BADUNG, IN.ID | Gubernur Jawa Timur Khofifah Indar Parawansa menghadiri pembukaan pertemuan tahunan keenam Asean Smart Cities Network (ASCN) 2023 yang diselenggarakan di Intercontinental Bali Resort Badung Bali, Rabu (12/7).
Di kesempatan itu, Gubernur Khofifah menyatakan bahwa Jawa Timur siap dan optimis mampu menghadapi sekaligus menjawab tantangan ke depan seiring dengan mulai banyaknya kabupaten kota di Jatim yang secara bertahap telah bertransformasi menjadi smart city.
Secara bertahap, ia meyakini bahwa 38 kabupaten kota di Jatim siap untuk bertransformasi menuju implementasi smart city.
“Beberapa kabupaten kota di Jatim secara bertahap mulai bertransformasi menjadi smart city. Dan ini menjadi kebutuhan karena perkembangan teknologi dan digitalisasi yang sudah semakin pesat. Sehingga layanan publik maupun sistem yang ada di pemerintah daerah harus berbasis teknologi,” tegasnya.
“Saya yakin seluruh kabupaten kota di Jatim siap menjawab tantangan untuk menjadi smart city,” imbuhnya.
Gubernur Khofifah menambahkan, kesiapan Jatim menghadapi tantangan smart city harus dibekali dengan berbagai upaya yang nyata. Seperti terus melakukan sosialisasi dan edukasi terkait pemanfaatan digitalisasi di berbagai sektor mulai layanan pendidikan, kesehatan, kependudukan dan sebagainya.
“Tantangannya bukan sekedar jaringan dan jangkauan internetnya tetapi juga literasi digital dari masyarakat itu sendiri, serta keamanan cybernya,” jelasnya.
Lebih lanjut Khofifah menjelaskan, kesiapan menghadapi tantangan smart city juga dilakukan dengan pemerataan jaringan infrastrukturnya. Sehingga di berbagai pelosok juga bisa mengakses internet dan pelayanan kependudukan di berbagai sektor juga terus bisa dimaksimalkan.
Untuk itu, Implementasi teknologi informasi adalah poin penting dari inisiasi smart city. Namun di sisi lain masih ada daerah tertentu di Jatim dan di Indonesia yang masih belum bisa mengakses internet.
“Ada beberapa yang memang masih bisa dilakukan dengan pendekatan hybrid dan ada yang memang masih harus manual karena ada di area blank spot,” tuturnya.
Khofifah menegaskan, ini menjadi PR bersama untuk bersama-sama diselesaikan. Pasalnya tipologi masyarakat Indonesia yang terdiri dari empat macam yaitu masyarakat informatif, industri, agriculture dan pre-agriculture menjadi tantangan tersendiri.

****

• Rumusan Soal 1: Ringkaslah paragraf dalam artikel tentang kesiapan Jawa Timur menuju smart city yang diawali dengan "Lebih lanjut Khofifah menjelaskan" menjadi satu kalimat yang lebih singkat tanpa menghilangkan fakta utamanya.
Entri di bawah ini tidak memiliki kaitan apa pun dengan artikel di atas.

(Entri dataset tersimpan)
****

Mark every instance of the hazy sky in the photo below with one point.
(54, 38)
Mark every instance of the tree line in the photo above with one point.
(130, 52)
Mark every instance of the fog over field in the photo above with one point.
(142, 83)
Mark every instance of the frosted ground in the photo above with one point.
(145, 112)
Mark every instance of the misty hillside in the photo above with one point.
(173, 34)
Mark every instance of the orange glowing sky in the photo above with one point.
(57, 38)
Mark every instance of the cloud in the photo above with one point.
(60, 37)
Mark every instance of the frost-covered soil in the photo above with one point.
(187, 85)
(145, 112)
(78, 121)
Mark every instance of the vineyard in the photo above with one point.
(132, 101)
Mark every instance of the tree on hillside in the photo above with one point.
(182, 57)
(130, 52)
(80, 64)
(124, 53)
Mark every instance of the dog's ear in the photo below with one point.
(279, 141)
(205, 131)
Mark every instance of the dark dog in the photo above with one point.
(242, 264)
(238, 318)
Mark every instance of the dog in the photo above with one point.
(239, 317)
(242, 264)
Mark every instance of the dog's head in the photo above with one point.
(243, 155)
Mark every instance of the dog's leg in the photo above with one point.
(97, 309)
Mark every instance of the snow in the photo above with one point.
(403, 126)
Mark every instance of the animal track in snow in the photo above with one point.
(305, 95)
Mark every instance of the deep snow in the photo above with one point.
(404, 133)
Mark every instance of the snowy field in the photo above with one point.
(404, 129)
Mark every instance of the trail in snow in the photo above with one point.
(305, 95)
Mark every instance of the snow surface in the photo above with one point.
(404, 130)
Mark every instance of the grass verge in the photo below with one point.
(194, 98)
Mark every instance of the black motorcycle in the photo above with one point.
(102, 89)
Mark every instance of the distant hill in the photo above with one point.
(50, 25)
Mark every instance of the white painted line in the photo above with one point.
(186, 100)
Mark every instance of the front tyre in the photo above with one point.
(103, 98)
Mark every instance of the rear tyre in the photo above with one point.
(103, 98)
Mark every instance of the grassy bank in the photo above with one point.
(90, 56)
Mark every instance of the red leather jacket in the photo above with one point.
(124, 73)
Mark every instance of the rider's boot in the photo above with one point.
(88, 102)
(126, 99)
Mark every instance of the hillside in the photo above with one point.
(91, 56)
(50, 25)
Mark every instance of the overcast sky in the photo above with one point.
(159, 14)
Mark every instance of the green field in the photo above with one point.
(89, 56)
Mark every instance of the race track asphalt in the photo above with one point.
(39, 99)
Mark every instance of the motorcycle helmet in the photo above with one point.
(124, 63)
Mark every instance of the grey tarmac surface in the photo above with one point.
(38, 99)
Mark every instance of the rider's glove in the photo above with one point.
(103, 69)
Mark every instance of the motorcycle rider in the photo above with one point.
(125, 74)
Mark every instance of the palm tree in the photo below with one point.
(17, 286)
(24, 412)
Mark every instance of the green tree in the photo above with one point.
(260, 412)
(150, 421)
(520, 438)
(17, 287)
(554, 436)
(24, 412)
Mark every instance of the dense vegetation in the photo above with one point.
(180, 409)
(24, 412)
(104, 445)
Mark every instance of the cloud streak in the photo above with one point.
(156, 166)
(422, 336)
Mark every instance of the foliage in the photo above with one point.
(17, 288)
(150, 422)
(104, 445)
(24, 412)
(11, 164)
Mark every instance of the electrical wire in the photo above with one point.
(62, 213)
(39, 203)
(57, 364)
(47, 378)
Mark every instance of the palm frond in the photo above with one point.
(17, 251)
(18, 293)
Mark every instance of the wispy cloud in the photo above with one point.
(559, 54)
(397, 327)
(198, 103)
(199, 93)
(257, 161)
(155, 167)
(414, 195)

****

• Rumusan Soal 2: Ubahlah skala entri pada rentang mulai dari baris yang memuat "Mark every instance of the motorcycle rider" sampai dengan baris terakhir entri. Kalikan setiap koordinat titik dalam jawaban dengan 2,35, bulatkan ke bilangan bulat (nilai setengah dibulatkan ke atas), lalu tuliskan kembali hanya baris-baris tersebut beserta permintaannya.

• Jawaban Tertulis 1: Khofifah menyatakan bahwa kesiapan menghadapi tantangan smart city juga ditempuh melalui pemerataan jaringan infrastruktur agar daerah pelosok dapat mengakses internet dan pelayanan kependudukan di berbagai sektor dapat terus dimaksimalkan.

• Jawaban Tertulis 2:
Mark every instance of the motorcycle rider in the photo above with one point.
(294, 174)
Mark every instance of the palm tree in the photo below with one point.
(40, 672)
(56, 968)
Mark every instance of the green tree in the photo above with one point.
(611, 968)
(353, 989)
(1222, 1029)
(40, 674)
(1302, 1025)
(56, 968)
Mark every instance of the dense vegetation in the photo above with one point.
(423, 961)
(56, 968)
(244, 1046)
Mark every instance of the cloud streak in the photo above with one point.
(367, 390)
(992, 790)
Mark every instance of the foliage in the photo above with one point.
(40, 677)
(353, 992)
(244, 1046)
(56, 968)
(26, 385)
Mark every instance of the electrical wire in the photo above with one point.
(146, 501)
(92, 477)
(134, 855)
(110, 888)
Mark every instance of the palm frond in the photo above with one point.
(40, 590)
(42, 689)
Mark every instance of the wispy cloud in the photo above with one point.
(1314, 127)
(933, 768)
(465, 242)
(468, 219)
(604, 378)
(364, 392)
(973, 458)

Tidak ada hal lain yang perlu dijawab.